=== GOAL ===
Copy each of the records below word for word, line by line, changing nothing.

----------------------------------------

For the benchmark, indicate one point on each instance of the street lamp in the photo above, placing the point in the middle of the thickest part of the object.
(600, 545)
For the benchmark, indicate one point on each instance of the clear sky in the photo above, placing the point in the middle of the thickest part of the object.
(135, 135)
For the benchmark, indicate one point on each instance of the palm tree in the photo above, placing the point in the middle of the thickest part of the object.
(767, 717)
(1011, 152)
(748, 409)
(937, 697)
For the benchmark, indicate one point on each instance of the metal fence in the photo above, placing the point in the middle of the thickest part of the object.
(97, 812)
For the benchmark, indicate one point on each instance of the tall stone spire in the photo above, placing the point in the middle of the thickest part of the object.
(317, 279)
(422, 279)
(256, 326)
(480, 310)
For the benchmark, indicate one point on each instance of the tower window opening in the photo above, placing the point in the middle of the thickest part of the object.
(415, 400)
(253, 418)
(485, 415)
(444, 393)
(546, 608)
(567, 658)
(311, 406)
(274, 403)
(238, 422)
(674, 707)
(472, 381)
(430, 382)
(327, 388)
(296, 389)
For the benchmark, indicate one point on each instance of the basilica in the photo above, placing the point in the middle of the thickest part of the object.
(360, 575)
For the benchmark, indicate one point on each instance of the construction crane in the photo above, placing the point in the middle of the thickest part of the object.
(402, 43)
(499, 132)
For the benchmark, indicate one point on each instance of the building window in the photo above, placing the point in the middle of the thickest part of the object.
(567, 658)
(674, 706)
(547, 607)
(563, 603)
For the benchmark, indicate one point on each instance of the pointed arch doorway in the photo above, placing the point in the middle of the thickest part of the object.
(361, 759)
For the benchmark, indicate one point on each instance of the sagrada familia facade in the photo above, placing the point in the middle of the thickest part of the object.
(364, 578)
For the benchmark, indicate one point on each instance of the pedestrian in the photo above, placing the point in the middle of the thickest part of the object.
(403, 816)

----------------------------------------

=== WRITTEN SOLUTION ===
For the benchmark, indicate one point on each instance of the street lamp in the photo above, placing the point in the middle of the thickest part of the object.
(600, 545)
For the benchmark, indicate one point on each instance of the clear sky in the photo above, placing the point in the middle of the thickest part of the object.
(135, 135)
For the benchmark, indicate one point on each instance of the palm tree in the photo above, placing the point in the middle of the thickest part of the object.
(767, 717)
(1011, 152)
(748, 409)
(937, 697)
For the benchmark, indicate one point on each instance of the metal fence in the photo above, placing the point in the middle of the thickest part of the object.
(97, 812)
For the benchmark, indicate one point on each instance of the tall stone spire in the photo above, placing the point in the middle of the thickest part of the object.
(317, 279)
(422, 279)
(256, 326)
(480, 310)
For the benchmark, indicate one point on each instance of the tower window opening in the photo above, placing the point in the middle of the thickest part of the object.
(415, 400)
(253, 418)
(485, 415)
(444, 393)
(546, 608)
(567, 658)
(311, 406)
(274, 403)
(238, 422)
(674, 707)
(472, 381)
(430, 382)
(327, 388)
(296, 389)
For the benchmark, indicate one point on each instance of the basilica in the photo above, placing the point in the middle of the thickest part of the object.
(360, 575)
For the benchmark, indicate one point on each instance of the construction crane in the photo above, placing the point in the middle of the thickest part of the object.
(402, 43)
(499, 132)
For the benchmark, indicate one point on each instance of the building window in the photo above, placing the point in the middle of the thickest part of the object.
(567, 658)
(674, 706)
(547, 607)
(563, 603)
For the benchmark, indicate one point on each instance of the pointed arch doorway in the photo above, placing the point in the middle of the thickest part of the object.
(361, 759)
For the benchmark, indicate one point on each instance of the sagrada familia facade in the photo above, placing the point in the middle of the thickest part of the object.
(364, 578)
For the benchmark, indicate one point on each instance of the pedestrian in the photo above, placing the point in the middle of the thickest part of the object.
(403, 816)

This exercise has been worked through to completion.